▶ [WHAT THE EXERCISE ASKS]:
Copy the material below word for word, beginning at the line that contains "target | rear side window" and ending with its final line. Include both of those lines.

-=-=-=-=-

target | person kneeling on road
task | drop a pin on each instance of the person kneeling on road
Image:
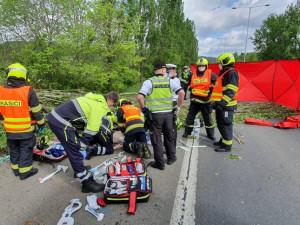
(131, 123)
(102, 143)
(65, 121)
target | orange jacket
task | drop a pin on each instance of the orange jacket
(200, 85)
(14, 108)
(217, 93)
(131, 113)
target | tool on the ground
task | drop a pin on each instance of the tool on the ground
(92, 202)
(121, 154)
(183, 148)
(66, 218)
(193, 146)
(238, 139)
(59, 168)
(99, 216)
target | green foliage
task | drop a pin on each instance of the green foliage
(250, 57)
(279, 35)
(94, 45)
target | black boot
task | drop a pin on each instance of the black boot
(89, 185)
(185, 135)
(147, 152)
(16, 172)
(171, 161)
(32, 172)
(156, 166)
(88, 167)
(139, 149)
(223, 148)
(211, 137)
(218, 143)
(89, 152)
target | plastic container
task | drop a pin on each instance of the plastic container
(148, 138)
(197, 123)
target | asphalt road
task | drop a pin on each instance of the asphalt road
(261, 188)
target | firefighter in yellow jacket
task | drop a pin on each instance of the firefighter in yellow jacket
(130, 121)
(224, 97)
(201, 85)
(81, 115)
(21, 110)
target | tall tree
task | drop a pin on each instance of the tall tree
(279, 35)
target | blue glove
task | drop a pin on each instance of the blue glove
(41, 129)
(219, 107)
(145, 110)
(83, 152)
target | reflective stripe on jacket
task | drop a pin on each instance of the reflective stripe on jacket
(217, 94)
(14, 107)
(184, 77)
(132, 116)
(200, 85)
(161, 97)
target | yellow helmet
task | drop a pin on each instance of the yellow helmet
(16, 70)
(122, 102)
(202, 62)
(226, 59)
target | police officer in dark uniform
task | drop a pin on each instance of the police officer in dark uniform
(158, 93)
(201, 85)
(184, 79)
(225, 97)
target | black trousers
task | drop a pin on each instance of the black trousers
(102, 144)
(184, 87)
(130, 141)
(21, 153)
(68, 139)
(206, 110)
(224, 120)
(162, 124)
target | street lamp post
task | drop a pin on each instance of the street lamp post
(248, 24)
(224, 42)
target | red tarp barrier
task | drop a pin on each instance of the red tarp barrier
(275, 81)
(289, 122)
(251, 121)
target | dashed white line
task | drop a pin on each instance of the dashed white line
(185, 200)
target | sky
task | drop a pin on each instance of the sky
(219, 28)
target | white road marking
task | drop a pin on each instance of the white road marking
(185, 200)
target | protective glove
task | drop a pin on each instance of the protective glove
(213, 105)
(176, 110)
(145, 111)
(41, 128)
(219, 107)
(83, 152)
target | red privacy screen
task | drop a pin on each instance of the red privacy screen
(268, 81)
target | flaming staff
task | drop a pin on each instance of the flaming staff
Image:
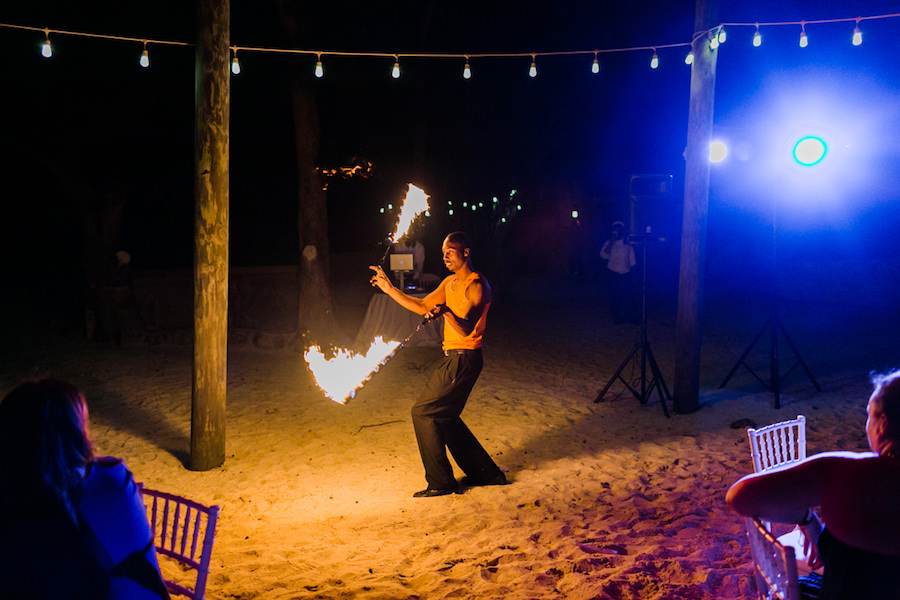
(414, 204)
(340, 377)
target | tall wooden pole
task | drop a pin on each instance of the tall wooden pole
(696, 203)
(212, 103)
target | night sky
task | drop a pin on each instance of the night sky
(88, 132)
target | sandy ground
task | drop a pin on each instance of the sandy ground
(608, 500)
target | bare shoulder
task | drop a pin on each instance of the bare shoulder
(481, 286)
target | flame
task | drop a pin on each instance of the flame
(414, 204)
(342, 375)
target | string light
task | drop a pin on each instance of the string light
(235, 64)
(716, 34)
(395, 72)
(319, 71)
(46, 50)
(145, 58)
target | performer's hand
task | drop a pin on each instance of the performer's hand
(379, 279)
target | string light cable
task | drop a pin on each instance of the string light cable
(716, 35)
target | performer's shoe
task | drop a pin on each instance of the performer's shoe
(496, 480)
(431, 492)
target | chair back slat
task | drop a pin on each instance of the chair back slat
(180, 526)
(777, 444)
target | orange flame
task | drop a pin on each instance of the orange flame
(342, 375)
(414, 204)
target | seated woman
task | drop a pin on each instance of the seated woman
(856, 532)
(71, 526)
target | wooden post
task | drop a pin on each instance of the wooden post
(696, 202)
(210, 235)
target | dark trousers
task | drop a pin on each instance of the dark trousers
(621, 301)
(438, 426)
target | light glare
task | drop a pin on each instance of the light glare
(717, 151)
(810, 150)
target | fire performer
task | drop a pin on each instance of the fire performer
(462, 299)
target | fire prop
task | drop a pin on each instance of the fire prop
(341, 376)
(414, 204)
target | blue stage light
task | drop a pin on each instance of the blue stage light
(717, 151)
(810, 150)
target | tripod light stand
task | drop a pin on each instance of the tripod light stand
(641, 351)
(774, 326)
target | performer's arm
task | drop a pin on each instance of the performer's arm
(419, 306)
(479, 296)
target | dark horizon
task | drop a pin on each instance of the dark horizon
(89, 127)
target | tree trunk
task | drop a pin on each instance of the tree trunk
(212, 104)
(696, 202)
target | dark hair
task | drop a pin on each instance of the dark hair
(44, 443)
(460, 238)
(886, 399)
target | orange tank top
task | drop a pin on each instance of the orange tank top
(458, 303)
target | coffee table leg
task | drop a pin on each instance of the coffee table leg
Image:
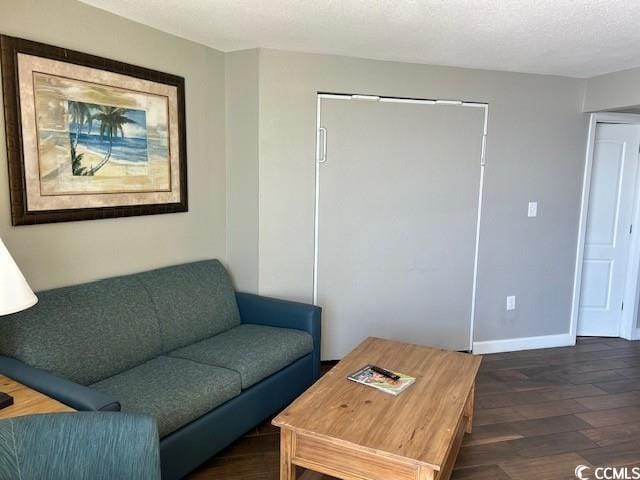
(426, 474)
(468, 410)
(287, 468)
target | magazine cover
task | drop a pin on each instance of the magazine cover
(368, 377)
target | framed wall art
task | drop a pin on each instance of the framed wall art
(88, 137)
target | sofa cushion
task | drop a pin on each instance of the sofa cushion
(86, 332)
(173, 390)
(193, 301)
(254, 351)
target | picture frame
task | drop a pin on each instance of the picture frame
(89, 137)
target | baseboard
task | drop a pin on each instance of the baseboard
(524, 343)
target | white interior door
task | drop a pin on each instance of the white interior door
(607, 236)
(397, 220)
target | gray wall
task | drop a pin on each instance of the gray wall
(612, 91)
(68, 253)
(535, 151)
(242, 167)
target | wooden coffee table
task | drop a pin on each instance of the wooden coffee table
(354, 432)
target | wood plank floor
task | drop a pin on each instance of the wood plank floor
(539, 414)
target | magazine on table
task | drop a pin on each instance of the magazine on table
(370, 375)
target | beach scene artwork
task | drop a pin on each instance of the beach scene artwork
(103, 136)
(96, 138)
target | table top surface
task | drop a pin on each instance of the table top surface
(27, 401)
(417, 425)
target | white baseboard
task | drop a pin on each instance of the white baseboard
(524, 343)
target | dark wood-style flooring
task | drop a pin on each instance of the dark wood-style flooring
(539, 414)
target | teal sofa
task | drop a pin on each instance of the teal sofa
(79, 446)
(177, 343)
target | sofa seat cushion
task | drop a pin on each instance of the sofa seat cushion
(173, 390)
(254, 351)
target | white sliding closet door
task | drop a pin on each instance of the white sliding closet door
(397, 219)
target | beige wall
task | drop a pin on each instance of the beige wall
(535, 151)
(68, 253)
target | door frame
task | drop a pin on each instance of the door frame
(631, 294)
(320, 157)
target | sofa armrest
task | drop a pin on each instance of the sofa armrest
(284, 314)
(73, 394)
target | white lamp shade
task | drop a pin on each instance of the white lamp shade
(15, 293)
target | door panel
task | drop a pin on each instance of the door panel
(398, 203)
(610, 211)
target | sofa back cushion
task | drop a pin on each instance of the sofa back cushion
(87, 332)
(193, 301)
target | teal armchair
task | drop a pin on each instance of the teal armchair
(78, 446)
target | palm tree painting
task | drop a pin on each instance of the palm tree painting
(104, 136)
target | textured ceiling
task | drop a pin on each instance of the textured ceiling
(579, 38)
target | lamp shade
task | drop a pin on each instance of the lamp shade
(15, 293)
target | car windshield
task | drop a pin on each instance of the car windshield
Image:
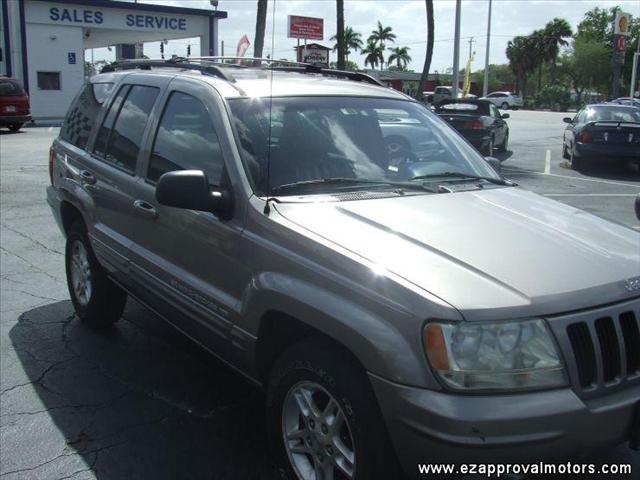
(10, 88)
(374, 141)
(612, 114)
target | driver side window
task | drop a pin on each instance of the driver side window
(186, 140)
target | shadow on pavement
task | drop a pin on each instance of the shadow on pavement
(136, 401)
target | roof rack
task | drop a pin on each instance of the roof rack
(312, 68)
(176, 62)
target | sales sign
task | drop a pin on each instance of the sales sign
(309, 28)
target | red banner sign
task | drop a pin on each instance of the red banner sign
(306, 27)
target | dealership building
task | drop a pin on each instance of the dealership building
(42, 42)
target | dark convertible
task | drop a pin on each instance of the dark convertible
(479, 121)
(602, 132)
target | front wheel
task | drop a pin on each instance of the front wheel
(98, 301)
(323, 419)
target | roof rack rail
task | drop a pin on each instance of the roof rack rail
(176, 62)
(312, 68)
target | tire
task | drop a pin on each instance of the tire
(317, 371)
(98, 301)
(488, 150)
(505, 143)
(577, 163)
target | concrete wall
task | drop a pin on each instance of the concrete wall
(48, 47)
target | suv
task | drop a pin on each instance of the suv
(505, 100)
(398, 306)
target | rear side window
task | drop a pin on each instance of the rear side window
(186, 140)
(119, 144)
(83, 113)
(10, 88)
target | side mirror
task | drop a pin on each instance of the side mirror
(190, 189)
(495, 163)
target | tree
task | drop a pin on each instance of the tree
(352, 42)
(555, 33)
(401, 56)
(340, 34)
(374, 54)
(429, 55)
(261, 22)
(381, 35)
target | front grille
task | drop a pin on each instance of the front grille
(601, 347)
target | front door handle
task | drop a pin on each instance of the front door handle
(87, 177)
(145, 208)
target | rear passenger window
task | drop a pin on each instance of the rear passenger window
(186, 140)
(120, 144)
(83, 113)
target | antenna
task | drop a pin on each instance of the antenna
(267, 209)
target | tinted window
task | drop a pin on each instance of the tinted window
(123, 139)
(186, 140)
(49, 80)
(82, 114)
(10, 88)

-=-=-=-=-

▶ [TASK RESPONSE]:
target | rear side window
task | drop a pin on each instance of the rear side window
(186, 140)
(119, 144)
(83, 113)
(10, 88)
target | side mirror
task | drop a pin on each instance of the side mirror
(190, 189)
(495, 163)
target | tree
task | drop a pin on each instance of the tree
(352, 42)
(555, 33)
(401, 56)
(340, 34)
(374, 54)
(429, 55)
(261, 22)
(381, 35)
target | front grille
task | drop a pin on each instance of the front grille
(601, 347)
target | front door handle
task | drop a pin on each instance of the front door handle
(87, 177)
(145, 208)
target | rear passenger window
task | drop a pin on each instance of the rear passenger window
(186, 140)
(120, 144)
(83, 113)
target | antenna
task | drop a pin on each instance of the antenna
(267, 209)
target | tinted window
task | drop a pin on each instance of the tinted window
(123, 139)
(186, 140)
(49, 80)
(82, 114)
(10, 88)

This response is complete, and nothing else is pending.